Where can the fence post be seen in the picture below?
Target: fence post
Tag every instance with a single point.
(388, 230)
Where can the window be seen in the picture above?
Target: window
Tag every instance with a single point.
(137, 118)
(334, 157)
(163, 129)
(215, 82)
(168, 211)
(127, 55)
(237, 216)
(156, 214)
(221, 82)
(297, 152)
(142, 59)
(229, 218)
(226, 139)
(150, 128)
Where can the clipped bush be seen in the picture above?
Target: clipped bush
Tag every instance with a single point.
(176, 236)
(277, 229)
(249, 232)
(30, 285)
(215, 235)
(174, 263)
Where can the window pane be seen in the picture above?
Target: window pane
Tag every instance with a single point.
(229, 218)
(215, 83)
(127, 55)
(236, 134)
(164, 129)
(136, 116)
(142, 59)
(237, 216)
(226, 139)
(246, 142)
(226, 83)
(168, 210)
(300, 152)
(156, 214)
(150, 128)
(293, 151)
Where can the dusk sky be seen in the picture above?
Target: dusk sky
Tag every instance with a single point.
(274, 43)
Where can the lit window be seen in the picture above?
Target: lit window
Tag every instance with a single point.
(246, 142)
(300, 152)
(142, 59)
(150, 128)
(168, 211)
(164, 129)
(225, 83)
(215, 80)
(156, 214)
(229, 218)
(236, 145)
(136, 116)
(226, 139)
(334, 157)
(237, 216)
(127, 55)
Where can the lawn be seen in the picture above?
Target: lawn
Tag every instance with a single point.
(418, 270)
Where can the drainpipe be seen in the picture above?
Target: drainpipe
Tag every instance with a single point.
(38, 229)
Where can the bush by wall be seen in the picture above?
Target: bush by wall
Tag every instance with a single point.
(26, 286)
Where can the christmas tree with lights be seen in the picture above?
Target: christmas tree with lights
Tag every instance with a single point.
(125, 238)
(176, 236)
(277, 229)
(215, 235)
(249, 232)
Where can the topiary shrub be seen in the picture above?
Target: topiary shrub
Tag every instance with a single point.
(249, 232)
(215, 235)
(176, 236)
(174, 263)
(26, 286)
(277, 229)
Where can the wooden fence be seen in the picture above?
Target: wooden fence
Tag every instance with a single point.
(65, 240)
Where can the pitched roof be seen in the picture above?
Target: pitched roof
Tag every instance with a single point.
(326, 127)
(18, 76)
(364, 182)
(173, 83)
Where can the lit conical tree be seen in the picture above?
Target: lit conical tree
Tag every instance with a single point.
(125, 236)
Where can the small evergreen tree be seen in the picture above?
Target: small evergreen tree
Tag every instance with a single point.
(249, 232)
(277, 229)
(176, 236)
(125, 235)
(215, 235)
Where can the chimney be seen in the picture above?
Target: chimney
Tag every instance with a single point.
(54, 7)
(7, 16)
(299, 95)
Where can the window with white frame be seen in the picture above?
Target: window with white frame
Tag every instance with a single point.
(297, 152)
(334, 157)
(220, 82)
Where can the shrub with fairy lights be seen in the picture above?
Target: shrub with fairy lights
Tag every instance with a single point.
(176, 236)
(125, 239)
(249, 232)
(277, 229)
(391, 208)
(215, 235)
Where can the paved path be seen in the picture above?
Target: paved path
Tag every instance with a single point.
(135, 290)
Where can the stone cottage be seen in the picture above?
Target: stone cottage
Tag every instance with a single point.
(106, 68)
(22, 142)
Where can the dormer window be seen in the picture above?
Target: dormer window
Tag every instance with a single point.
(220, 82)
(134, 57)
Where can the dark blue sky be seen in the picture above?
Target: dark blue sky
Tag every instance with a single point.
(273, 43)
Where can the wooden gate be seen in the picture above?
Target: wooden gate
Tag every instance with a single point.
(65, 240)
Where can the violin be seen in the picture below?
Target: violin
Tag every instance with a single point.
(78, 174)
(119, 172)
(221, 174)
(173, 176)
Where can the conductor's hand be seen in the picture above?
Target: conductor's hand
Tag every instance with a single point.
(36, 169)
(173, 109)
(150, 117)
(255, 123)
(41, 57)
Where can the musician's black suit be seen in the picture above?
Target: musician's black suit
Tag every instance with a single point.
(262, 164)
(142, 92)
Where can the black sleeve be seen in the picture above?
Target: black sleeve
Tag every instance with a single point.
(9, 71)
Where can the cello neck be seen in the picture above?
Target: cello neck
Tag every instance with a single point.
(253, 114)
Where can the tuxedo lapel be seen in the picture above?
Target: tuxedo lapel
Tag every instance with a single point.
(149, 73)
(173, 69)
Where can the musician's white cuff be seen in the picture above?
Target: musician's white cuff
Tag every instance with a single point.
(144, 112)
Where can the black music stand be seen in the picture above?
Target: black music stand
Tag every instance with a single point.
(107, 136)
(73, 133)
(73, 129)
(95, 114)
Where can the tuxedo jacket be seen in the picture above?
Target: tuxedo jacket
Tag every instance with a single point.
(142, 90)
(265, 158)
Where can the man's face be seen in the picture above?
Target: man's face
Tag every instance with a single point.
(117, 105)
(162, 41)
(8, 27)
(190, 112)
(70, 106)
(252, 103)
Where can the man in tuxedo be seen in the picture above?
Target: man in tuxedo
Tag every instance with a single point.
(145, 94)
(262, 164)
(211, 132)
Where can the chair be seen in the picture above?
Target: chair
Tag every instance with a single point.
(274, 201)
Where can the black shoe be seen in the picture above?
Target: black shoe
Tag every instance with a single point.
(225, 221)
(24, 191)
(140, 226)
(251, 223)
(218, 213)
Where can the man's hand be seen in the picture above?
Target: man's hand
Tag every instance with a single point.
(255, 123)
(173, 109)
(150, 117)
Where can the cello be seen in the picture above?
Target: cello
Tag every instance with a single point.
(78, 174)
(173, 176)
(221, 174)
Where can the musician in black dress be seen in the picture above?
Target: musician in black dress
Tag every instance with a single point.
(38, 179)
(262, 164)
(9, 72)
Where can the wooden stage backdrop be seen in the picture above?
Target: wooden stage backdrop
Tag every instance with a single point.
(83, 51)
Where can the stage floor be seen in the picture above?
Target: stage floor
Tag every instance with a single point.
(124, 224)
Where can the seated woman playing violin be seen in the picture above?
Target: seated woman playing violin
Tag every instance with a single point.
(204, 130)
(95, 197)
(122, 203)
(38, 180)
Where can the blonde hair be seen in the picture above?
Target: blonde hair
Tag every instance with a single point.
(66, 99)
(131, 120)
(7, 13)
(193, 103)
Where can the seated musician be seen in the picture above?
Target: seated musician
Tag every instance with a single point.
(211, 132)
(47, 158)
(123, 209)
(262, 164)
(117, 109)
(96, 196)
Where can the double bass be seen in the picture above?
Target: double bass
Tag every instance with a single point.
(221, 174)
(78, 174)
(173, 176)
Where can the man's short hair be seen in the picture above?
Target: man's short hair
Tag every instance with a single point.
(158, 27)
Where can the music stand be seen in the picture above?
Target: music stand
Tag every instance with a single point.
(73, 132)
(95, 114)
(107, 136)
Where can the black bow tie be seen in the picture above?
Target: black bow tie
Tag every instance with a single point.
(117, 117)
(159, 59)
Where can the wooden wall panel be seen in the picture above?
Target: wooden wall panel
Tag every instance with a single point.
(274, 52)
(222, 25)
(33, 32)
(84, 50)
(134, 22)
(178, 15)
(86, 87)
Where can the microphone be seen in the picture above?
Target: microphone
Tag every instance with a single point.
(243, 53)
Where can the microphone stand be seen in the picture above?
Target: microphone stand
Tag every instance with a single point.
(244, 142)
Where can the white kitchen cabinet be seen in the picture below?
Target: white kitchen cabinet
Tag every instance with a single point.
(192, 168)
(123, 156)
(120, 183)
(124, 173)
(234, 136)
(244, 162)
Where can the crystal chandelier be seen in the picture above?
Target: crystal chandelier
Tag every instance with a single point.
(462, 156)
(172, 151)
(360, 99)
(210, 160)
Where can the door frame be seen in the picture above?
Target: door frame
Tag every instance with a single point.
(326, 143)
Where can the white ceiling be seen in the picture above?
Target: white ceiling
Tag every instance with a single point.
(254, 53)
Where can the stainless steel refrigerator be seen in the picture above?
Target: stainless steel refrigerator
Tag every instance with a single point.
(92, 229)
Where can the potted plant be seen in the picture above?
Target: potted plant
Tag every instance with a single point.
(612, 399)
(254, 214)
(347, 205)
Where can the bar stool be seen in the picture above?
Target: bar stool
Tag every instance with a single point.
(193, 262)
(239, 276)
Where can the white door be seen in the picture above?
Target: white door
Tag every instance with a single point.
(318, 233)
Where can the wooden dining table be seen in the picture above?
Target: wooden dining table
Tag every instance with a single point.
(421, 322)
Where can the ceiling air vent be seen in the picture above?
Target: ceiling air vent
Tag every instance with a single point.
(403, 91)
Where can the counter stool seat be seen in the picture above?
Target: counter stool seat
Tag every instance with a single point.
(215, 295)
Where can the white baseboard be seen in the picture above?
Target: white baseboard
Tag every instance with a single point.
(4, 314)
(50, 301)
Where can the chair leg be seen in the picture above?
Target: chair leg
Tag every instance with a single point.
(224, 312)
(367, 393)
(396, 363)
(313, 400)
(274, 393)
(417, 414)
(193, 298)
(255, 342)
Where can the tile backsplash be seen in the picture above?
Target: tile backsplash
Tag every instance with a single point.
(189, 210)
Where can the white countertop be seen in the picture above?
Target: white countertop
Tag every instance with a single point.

Task item - Could you repeat exactly the lines in the listing above from the one with "Target: wooden fence" down to the one with "Target: paved path"? Include both of those lines.

Written answer -
Target: wooden fence
Tag every instance with a single point.
(65, 240)
Where can the pitched roof be seen in the picture above?
Target: pitched roof
Tag every instance with a single point.
(326, 127)
(18, 76)
(364, 182)
(173, 83)
Where can the lit conical tree be seen in the picture above?
Target: lit conical tree
Tag every instance with a single point.
(125, 236)
Where can the small evergreen tree be seen in the picture above?
Target: small evergreen tree
Tag every instance with a single point.
(249, 232)
(277, 229)
(176, 236)
(125, 235)
(215, 235)
Where can the chimney be seen in the picture above?
Target: chimney
Tag every instance with a single point.
(54, 7)
(7, 16)
(299, 95)
Where can the window with white frame be seen in the picture above?
Target: window with white frame
Tag every instance with a single point.
(297, 152)
(334, 157)
(220, 82)
Where can the shrub with fairy lights be seen in the picture above?
Target: shrub with fairy lights
Tag every instance with a single point.
(176, 236)
(125, 239)
(249, 232)
(277, 229)
(391, 208)
(215, 235)
Where can the paved path be seen in the picture above?
Target: paved path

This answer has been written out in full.